PAGE TEXT: Begin
Giant bug census

Trillions of bacteria live in the human body. How do they affect gut health?

by Kate Lunau on Thursday, November 6, 2008 12:00am - 842 Comments

Giant bug census

When Jessica Grossman was eight years old, she started having painful stomach aches. “I wouldn’t eat dessert after dinner, and my mom thought that was weird,” says Grossman, now 19. One day, she stepped on a scale, and noticed she’d lost five pounds. It was scary, she says, because “eight-year-olds don’t lose weight.” After a series of doctor visits and “really horrible tests” including a barium enema, Grossman got a diagnosis: she had Crohn’s disease. “My parents were really scared,” she says.

In Canada, about 200,000 people suffer from Crohn’s or ulcerative colitis (together called inflammatory bowel disease, or IBD), giving our country one of the highest rates in the world. IBD causes inflammation and bleeding of the digestive system; while Crohn’s can affect any part of the gastrointestinal tract, colitis restricts itself to the large bowel. Symptoms include pain, fatigue and diarrhea. There’s no known cause, and no cure; both conditions are chronic and can be debilitating.
PAGE TEXT: End
DATA SECTION: Begin
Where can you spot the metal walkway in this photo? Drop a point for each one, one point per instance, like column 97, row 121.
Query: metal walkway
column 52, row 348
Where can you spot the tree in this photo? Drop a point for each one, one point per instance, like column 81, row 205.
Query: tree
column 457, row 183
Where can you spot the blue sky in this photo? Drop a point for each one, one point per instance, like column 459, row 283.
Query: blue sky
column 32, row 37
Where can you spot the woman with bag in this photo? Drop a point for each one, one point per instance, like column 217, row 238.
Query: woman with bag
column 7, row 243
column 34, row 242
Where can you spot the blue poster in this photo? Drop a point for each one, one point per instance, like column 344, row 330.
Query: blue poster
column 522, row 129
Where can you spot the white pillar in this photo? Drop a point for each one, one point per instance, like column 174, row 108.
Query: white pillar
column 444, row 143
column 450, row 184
DATA SECTION: End
DATA SECTION: Begin
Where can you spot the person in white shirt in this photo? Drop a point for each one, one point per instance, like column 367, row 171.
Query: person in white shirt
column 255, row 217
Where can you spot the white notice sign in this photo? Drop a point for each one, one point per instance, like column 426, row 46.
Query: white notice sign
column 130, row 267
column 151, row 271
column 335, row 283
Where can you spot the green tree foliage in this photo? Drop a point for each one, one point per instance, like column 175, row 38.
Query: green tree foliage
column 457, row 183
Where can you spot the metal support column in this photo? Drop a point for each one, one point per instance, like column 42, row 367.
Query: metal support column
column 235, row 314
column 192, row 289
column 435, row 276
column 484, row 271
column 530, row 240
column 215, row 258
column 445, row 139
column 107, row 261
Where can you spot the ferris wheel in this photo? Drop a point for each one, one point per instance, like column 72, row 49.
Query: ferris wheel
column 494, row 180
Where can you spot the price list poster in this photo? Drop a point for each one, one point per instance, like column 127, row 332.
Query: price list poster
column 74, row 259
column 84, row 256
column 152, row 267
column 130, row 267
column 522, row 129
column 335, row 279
DATA SECTION: End
◆ TASK 1:
Answer these questions using the gut health article:
(a) How old was Jessica Grossman when her stomach aches began?
(b) How many pounds had she lost when she stepped on the scale?
(c) About how many people in Canada have Crohn's or ulcerative colitis?
◆ TASK 2: Pick up the gut health article after its last sentence and keep writing it.

◆ TASK OUTPUT 1:
(a) Eight years old.
(b) Five pounds.
(c) About 200,000.

◆ TASK OUTPUT 2:
A few years after her diagnosis, Grossman got the stomach flu. This would be fairly normal for most 11-year-olds, but in her case, it was dire. The flu triggered her Crohn’s, and Grossman spent the next two years in and out of hospital. “I’m Jewish, and it was around the time of bar mitzvahs,” she recalls. “I missed most of them, which was really sad.” When drugs failed to help her, the doctors “ran out of ideas,” she says. They surgically removed her colon and some of her intestine. She now has an ileostomy, an opening in her small bowel, and wears an external pouch. “Getting used to a new body function was really hard,” says Grossman, a university student and volunteer speaker for the Crohn’s and Colitis Foundation.

Last month, a global initiative was launched that’s expected to bring major breakthroughs in our understanding of human health, including diseases like Crohn’s and colitis. For the first time, scientists are attempting to take a giant census of the trillions of bacteria that live in and on the human body, which are almost certainly implicated in IBD. The human microbiome, as it’s called, has been completely uncharted, until now.

“Where we expect this project to make the biggest difference, the soonest, is IBD,” says Robert Karp of the U.S. National Institute of Diabetes and Digestive and Kidney Diseases.